## REQUIREMENT
Only the text belongs in the copy: repeat each record exactly, without pictures.

## DATA FOR THIS EXERCISE

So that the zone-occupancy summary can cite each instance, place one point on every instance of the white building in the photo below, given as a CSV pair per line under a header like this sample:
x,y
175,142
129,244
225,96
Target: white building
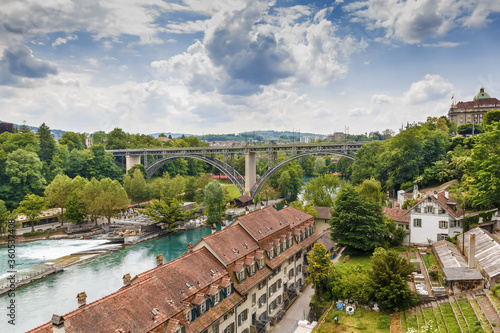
x,y
434,218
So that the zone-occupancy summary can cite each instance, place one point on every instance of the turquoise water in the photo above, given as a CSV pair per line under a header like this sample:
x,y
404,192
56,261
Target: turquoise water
x,y
56,294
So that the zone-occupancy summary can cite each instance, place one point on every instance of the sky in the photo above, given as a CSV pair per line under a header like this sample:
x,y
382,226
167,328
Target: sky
x,y
229,66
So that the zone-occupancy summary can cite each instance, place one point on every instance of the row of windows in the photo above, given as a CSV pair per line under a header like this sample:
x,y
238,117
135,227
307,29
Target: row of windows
x,y
417,223
203,308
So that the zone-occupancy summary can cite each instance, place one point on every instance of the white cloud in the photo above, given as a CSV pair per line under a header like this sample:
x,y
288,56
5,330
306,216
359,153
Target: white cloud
x,y
381,99
431,88
61,40
415,21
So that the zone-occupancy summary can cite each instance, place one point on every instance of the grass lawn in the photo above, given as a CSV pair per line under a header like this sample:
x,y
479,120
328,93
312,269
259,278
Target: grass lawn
x,y
439,320
363,260
361,321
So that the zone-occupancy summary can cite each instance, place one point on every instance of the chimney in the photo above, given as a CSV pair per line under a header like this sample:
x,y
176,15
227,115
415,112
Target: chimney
x,y
57,324
126,280
159,260
82,299
472,251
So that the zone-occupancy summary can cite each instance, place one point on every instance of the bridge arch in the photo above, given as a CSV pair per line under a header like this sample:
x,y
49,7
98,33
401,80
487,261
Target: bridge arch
x,y
272,170
233,175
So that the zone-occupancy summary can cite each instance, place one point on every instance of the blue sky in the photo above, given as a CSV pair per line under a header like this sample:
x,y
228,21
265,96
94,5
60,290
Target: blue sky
x,y
225,66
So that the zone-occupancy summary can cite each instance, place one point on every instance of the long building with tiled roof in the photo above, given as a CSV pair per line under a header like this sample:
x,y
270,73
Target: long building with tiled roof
x,y
235,280
473,111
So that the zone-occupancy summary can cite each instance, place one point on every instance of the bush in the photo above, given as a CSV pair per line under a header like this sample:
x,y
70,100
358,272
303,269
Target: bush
x,y
384,322
33,233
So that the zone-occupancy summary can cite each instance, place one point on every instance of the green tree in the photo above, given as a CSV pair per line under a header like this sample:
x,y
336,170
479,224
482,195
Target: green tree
x,y
116,139
388,280
356,223
4,217
31,207
365,163
58,192
47,144
72,140
214,200
483,177
25,171
75,208
490,117
319,264
371,191
112,197
307,208
138,188
166,210
321,191
284,184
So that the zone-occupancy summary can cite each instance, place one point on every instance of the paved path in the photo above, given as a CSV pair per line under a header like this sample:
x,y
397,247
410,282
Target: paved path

## RESPONSE BELOW
So that the zone-occupancy summary can cite each instance, place one point on every instance of the white building in the photo below, given as a CSV pair per line under a header like this sample:
x,y
175,142
129,244
225,96
Target: white building
x,y
434,218
So that the zone-occupancy summary can cite each instance, place one point on every instance of the turquoise water in the photo above, given as a CSV pair per line under a header like this sample:
x,y
404,192
56,261
Target: turquoise water
x,y
56,294
So that the zone-occupancy summary can cite each instance, place one point on every instance of the sky in the photo above, given as a CSV pair per line under a header like this sample:
x,y
382,226
167,328
Target: sky
x,y
229,66
So that the zone-occupancy summary can cite each instance, place one point on every instance of the row of windows in the photo above, given as a CSV pair per line under a header like this sample:
x,y
238,117
135,227
307,29
Target: row of windows
x,y
417,223
203,308
So that the zone-occupancy summary can cite each instance, place one point on every instance of the white cloud in the photo above, given as a CSV pair per line under a header like this sample:
x,y
288,56
5,330
306,216
359,153
Target: white cloud
x,y
381,99
431,88
61,40
415,21
So that the zone-occupancy summary can cite each instance, place one point on every instance of the grass lawn in the photo above, given as a CSV pair per line under a header like this sample:
x,y
479,120
328,93
312,269
259,278
Target: grass lawn
x,y
439,320
363,260
361,321
So that the zone-occupancy summary can cite each instance, place one point on every instance of the chimney in the photo above, given as a CSV pair per line under a header like this sample:
x,y
176,15
227,115
415,112
Target: chimney
x,y
57,324
126,280
159,260
82,299
472,251
So that the zone-occupancy summary can cite each instance, place one point on every instance of the bridge arch in the photo above, given as a CSV pair per line under a header like this sample:
x,y
49,7
98,33
401,80
487,261
Target: bridge arch
x,y
272,170
233,175
So that the zone-occupancy summary can cite each instance, place one point on every instance of the blue sky in the photo above, given as a CSV pair per line under a header like this sample:
x,y
228,21
265,96
94,5
60,290
Target: blue sky
x,y
225,66
So that the zone-occupancy summary can cite each instance, place one point on every instance of the long building with tiled roof in the photo above, given as a CSV pair per line under a header like this sample:
x,y
270,73
Target: long building with tiled roof
x,y
235,280
473,111
So that the zone-occupancy summary can cite each instance, place one point on every instance of the bush in the photo above, given as a CSV pair per line under a header like this sample:
x,y
70,100
358,272
303,269
Target: bush
x,y
384,322
33,233
So that the zone-occupancy summary can cite each instance, place one point on every instance of the green tree in the photo above, given as a CSV pair per line under a header like this sample:
x,y
336,170
479,224
482,195
Target: green tree
x,y
116,139
388,280
356,223
4,217
31,207
365,163
58,192
47,144
72,140
214,200
483,177
25,171
75,208
490,117
319,264
371,191
112,197
307,208
138,188
166,210
321,191
284,184
So that the zone-occupancy summary can cite each instance, place one point on every instance of the paved path in the photo above, given as a CSV pair per line under a header like this sample:
x,y
397,247
410,282
Target: paved path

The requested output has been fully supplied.